I'll think out loud a bit.
Here's the first quick guess I can make that I'm moderately sure of: The length of time to go through a design cycle (including shrinks and transitions to new processes) would scale pretty closely with computing power, keeping the other constraints pretty much constant. (Same designers, same number of bugs acceptable, etc.) So if we assume the power follows Moore's law (probably too simple as others have pointed out) cycles would run hundreds of times faster with computing power from 10 years in the future.
This more or less fits the reality, in that design cycles have stayed about the same length while chips have gotten hundreds of times more complex, and also much faster, both of which soak up computing power.
Probably more computing power would have also allowed faster process evolution (basically meaning smaller feature sizes) but I was never a process designer so I can't really generate a firm opinion on that. A lot of physical experimentation is required and much of that wouldn't go faster. So I'm going to assume very conservatively that the increased or decreased computing power would have no effect on process development.

EXERCISE 1: Translate this sentence from the post on chip design cycles into Spanish: "A lot of physical experimentation is required and much of that wouldn't go faster."
EXERCISE 2: According to the post on chip design cycles, how has the length of design cycles changed while chips have grown hundreds of times more complex?

RECORD SET:
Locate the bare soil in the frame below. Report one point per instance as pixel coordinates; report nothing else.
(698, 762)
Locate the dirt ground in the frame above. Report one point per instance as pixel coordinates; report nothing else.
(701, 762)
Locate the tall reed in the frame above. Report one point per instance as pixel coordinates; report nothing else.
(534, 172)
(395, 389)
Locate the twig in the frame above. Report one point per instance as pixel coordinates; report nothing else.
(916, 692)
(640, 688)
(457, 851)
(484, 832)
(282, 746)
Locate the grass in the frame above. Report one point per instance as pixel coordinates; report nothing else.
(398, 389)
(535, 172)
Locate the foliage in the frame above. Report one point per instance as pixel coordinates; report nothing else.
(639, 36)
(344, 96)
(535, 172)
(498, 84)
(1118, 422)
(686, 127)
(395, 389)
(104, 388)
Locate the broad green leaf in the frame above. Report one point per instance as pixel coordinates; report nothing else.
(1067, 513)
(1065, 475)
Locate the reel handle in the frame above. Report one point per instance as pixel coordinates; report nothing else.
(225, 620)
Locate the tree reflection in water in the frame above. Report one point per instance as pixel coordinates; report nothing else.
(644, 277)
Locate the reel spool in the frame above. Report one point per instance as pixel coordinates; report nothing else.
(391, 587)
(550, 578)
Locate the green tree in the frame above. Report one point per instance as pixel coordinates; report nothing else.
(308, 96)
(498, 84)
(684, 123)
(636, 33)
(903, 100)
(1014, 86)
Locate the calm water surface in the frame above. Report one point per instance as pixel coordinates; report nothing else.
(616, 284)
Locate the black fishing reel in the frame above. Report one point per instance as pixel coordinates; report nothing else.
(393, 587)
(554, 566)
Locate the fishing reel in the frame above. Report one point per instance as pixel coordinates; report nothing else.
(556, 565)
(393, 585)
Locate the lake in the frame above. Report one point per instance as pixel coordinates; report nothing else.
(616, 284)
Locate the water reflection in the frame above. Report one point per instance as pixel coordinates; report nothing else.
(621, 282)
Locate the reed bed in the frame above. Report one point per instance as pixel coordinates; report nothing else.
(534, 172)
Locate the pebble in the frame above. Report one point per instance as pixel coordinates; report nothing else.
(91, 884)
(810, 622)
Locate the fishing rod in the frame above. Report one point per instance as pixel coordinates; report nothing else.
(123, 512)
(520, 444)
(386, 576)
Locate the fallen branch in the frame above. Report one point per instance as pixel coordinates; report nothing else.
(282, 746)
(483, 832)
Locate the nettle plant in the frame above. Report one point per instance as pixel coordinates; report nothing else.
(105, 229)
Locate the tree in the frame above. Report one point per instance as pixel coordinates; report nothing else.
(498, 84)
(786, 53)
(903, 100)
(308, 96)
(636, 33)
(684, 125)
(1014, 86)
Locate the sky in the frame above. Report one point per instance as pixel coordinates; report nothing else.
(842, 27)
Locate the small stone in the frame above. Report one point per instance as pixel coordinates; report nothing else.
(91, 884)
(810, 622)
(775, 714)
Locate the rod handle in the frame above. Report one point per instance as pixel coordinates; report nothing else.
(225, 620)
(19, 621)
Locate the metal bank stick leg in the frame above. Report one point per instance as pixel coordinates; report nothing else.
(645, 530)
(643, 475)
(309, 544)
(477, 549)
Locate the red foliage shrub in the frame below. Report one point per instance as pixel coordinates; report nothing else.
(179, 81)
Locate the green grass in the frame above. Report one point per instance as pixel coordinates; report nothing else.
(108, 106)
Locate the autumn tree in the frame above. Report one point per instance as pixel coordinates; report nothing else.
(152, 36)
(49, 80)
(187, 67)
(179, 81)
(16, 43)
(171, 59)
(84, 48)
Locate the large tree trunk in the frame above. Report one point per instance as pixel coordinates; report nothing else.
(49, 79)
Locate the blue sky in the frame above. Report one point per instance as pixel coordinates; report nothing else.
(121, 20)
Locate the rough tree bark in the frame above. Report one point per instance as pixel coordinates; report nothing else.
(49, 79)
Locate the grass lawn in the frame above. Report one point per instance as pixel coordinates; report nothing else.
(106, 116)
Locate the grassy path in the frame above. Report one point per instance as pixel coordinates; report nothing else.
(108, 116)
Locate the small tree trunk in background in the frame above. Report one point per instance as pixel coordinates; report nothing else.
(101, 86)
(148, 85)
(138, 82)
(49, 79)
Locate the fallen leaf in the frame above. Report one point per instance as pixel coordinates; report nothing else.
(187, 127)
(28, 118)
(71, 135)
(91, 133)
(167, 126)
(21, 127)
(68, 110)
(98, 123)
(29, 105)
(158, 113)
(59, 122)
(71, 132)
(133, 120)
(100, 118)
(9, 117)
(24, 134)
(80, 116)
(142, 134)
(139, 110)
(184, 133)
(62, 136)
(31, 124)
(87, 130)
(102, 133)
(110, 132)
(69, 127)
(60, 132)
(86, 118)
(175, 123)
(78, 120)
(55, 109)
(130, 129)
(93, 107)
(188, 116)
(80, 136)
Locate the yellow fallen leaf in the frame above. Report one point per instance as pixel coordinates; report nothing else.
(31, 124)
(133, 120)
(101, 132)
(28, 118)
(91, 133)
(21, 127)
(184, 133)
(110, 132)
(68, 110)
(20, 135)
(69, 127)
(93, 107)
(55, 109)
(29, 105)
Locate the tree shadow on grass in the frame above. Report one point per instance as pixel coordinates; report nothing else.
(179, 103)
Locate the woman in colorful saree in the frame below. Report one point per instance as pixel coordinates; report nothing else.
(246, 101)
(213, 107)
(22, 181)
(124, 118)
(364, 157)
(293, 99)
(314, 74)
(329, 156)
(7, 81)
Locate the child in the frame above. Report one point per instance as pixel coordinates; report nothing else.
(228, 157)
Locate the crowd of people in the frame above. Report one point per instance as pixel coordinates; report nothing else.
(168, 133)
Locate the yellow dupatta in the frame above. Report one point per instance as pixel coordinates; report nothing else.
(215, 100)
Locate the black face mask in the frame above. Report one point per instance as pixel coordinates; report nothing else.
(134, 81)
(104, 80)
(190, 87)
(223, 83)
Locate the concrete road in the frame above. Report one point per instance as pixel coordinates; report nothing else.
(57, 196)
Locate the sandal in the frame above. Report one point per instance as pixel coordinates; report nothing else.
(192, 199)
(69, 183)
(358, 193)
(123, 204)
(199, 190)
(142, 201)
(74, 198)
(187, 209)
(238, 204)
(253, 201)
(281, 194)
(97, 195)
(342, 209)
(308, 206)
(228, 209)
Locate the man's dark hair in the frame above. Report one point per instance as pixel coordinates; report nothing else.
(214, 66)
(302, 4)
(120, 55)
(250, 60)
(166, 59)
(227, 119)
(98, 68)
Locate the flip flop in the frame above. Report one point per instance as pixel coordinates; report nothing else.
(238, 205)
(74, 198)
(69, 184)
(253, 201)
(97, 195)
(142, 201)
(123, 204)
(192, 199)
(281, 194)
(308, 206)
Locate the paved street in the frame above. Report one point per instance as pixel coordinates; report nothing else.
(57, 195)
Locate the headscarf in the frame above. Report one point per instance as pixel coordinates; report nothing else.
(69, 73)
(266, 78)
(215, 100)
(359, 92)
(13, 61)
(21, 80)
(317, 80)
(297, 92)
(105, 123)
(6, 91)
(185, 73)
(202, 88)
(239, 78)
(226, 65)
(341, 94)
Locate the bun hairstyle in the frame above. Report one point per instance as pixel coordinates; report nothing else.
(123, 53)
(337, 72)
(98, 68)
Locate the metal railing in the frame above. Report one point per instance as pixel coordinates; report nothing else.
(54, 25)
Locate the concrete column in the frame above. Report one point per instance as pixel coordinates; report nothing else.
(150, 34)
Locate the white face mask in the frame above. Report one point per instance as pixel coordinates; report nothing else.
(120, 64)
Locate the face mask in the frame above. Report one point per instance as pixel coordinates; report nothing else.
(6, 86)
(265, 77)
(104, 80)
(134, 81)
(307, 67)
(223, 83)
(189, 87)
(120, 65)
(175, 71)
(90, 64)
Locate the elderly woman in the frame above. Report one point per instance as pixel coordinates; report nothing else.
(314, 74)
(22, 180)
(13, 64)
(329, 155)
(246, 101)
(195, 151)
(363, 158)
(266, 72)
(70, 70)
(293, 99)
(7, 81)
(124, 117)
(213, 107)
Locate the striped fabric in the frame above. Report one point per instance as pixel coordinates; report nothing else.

TASK SOLUTION 1: Se requiere mucha experimentación física, y gran parte de ella no iría más rápido.

TASK SOLUTION 2: Design cycles have stayed about the same length.